* _EXERCISE OBJECTIVE_: Find each line in the collected data below that contains the word "tree" and copy those lines out.

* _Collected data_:
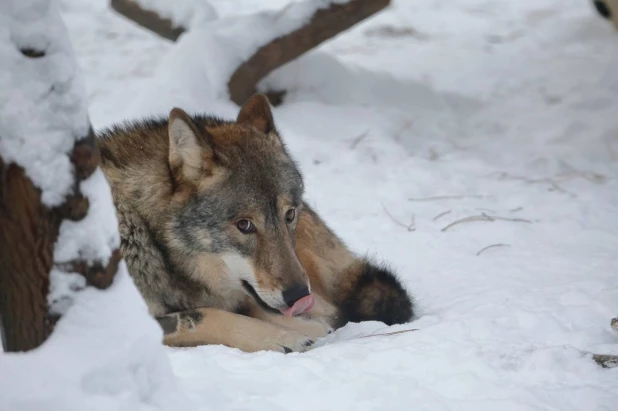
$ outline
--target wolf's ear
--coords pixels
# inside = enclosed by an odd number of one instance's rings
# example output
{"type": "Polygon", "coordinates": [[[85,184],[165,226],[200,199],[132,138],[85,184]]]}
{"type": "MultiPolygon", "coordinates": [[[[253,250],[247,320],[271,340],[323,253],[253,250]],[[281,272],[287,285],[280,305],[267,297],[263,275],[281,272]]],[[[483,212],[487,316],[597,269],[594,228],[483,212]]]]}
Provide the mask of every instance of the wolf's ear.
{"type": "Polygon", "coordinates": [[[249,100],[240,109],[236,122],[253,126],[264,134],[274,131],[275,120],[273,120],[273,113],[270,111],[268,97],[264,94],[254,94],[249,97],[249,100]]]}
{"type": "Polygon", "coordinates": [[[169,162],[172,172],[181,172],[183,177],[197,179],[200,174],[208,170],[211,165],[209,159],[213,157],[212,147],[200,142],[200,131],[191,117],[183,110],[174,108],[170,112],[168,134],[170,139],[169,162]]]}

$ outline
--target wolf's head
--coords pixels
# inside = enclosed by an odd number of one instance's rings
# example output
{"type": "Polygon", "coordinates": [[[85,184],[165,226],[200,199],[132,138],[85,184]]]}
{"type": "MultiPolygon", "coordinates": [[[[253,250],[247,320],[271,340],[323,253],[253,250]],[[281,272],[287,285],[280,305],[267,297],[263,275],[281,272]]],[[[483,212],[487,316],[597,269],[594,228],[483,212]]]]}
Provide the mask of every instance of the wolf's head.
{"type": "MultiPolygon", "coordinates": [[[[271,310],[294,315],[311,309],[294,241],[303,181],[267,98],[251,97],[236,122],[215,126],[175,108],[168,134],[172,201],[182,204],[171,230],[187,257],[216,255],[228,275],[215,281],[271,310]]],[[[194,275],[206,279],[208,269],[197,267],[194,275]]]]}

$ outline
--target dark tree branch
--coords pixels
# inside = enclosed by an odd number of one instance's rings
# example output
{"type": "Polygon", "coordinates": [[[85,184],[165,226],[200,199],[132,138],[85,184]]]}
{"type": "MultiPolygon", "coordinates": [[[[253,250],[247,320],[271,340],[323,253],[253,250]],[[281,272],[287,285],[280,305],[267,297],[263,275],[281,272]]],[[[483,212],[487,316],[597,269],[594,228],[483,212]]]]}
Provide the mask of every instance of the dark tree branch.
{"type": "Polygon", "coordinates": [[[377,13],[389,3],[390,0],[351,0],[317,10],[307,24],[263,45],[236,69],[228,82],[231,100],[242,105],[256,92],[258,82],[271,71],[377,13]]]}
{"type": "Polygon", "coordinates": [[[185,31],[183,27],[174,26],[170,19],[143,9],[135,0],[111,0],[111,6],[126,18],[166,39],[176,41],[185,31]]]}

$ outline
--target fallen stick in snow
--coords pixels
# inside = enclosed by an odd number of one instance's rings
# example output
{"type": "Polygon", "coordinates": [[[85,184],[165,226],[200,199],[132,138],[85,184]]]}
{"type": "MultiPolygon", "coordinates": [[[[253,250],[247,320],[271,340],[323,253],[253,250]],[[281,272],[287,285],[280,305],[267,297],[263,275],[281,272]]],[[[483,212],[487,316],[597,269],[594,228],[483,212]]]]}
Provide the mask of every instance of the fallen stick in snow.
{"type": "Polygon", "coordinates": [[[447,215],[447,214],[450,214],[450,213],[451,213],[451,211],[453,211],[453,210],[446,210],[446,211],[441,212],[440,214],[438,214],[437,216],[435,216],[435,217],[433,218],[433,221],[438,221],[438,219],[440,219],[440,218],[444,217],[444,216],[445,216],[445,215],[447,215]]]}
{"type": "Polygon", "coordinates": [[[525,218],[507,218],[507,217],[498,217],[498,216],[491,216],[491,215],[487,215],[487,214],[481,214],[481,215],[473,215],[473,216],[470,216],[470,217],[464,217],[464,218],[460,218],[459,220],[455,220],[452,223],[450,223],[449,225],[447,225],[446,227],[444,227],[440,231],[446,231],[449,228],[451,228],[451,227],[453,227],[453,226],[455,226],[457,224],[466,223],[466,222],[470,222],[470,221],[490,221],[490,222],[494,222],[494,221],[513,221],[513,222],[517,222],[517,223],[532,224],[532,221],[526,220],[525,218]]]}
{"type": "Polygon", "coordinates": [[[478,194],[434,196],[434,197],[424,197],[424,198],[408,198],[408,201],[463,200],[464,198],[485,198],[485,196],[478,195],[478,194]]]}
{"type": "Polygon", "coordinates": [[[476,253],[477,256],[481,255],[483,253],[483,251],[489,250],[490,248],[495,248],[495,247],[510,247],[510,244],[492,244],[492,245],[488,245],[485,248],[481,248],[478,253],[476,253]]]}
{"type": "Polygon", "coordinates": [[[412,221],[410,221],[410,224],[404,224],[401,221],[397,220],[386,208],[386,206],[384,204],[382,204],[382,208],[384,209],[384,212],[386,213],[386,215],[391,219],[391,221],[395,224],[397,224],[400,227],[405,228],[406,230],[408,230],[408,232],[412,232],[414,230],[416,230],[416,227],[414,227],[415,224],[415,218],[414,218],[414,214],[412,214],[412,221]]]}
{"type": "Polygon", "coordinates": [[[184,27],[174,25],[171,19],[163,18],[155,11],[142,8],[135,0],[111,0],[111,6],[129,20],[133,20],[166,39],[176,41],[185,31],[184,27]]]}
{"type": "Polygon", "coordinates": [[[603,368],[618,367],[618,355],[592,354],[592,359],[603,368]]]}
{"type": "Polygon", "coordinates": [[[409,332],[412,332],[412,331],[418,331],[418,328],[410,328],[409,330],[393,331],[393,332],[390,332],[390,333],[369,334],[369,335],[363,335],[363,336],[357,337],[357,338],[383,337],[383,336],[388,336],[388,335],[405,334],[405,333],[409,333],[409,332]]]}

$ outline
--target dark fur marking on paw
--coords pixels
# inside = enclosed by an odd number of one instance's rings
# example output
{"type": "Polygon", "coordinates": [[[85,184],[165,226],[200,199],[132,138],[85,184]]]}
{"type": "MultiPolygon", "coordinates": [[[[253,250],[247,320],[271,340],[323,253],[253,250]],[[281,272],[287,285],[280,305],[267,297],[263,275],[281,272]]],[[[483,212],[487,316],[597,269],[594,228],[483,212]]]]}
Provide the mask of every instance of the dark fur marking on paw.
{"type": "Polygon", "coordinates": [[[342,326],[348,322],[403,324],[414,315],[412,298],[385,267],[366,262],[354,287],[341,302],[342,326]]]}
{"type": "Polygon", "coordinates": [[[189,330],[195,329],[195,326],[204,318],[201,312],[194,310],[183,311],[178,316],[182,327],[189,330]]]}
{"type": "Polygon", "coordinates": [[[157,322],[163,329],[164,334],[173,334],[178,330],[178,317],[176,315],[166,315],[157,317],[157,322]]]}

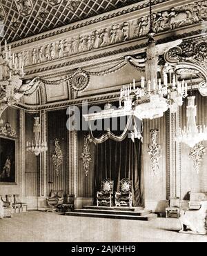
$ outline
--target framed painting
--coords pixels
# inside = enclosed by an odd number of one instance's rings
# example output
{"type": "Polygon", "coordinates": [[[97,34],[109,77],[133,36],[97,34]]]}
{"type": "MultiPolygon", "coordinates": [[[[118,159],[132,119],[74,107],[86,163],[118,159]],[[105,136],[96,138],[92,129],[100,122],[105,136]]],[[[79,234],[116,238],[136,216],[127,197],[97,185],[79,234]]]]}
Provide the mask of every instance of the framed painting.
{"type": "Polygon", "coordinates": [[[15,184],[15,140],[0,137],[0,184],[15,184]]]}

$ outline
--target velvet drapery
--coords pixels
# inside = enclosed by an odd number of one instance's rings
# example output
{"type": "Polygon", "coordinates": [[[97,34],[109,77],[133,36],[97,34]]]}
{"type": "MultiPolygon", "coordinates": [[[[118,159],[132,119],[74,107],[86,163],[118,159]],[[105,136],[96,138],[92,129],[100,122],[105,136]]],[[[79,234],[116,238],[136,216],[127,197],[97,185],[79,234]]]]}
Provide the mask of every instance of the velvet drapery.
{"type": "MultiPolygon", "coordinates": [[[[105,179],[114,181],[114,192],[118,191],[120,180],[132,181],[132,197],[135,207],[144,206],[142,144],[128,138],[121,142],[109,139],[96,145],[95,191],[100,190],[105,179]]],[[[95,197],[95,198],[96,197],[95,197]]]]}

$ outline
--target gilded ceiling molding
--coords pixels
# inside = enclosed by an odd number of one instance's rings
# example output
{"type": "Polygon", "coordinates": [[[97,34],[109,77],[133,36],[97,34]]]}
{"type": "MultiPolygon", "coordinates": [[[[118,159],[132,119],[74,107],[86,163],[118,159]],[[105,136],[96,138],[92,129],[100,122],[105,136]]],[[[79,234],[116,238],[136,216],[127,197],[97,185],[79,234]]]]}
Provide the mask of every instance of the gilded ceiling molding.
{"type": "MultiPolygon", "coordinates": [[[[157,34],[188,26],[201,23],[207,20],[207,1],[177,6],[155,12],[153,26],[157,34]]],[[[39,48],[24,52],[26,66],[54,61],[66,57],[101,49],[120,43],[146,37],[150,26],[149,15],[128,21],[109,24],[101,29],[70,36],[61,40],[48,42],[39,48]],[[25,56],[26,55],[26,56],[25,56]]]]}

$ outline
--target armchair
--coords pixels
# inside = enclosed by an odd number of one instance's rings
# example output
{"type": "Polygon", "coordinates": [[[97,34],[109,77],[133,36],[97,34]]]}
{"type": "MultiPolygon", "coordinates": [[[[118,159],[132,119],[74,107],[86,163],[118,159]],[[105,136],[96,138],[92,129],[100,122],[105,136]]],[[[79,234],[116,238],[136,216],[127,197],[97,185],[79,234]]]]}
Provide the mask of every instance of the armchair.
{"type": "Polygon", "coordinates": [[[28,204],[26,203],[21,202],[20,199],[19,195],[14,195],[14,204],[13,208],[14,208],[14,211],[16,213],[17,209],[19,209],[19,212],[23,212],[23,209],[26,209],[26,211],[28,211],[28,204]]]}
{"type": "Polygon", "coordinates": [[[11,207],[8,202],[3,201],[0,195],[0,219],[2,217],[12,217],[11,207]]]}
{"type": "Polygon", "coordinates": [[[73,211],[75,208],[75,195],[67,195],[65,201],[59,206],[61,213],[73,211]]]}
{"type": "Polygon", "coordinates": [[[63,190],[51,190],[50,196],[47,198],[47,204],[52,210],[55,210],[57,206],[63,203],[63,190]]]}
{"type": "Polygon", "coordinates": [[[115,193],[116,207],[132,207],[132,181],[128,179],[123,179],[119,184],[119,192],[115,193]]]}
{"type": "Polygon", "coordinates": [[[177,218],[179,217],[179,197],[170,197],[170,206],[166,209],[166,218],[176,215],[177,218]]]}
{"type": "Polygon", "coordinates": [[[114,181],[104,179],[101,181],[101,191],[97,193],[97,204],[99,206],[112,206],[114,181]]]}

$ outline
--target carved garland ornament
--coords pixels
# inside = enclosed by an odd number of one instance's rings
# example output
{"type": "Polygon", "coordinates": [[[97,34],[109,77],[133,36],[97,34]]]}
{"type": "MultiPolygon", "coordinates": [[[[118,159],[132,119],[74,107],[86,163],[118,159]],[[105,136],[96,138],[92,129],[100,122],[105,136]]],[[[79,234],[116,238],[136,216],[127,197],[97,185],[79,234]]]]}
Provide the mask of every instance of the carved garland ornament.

* _OUTPUT BELOW_:
--target dark tree branch
Provide the mask of every instance of the dark tree branch.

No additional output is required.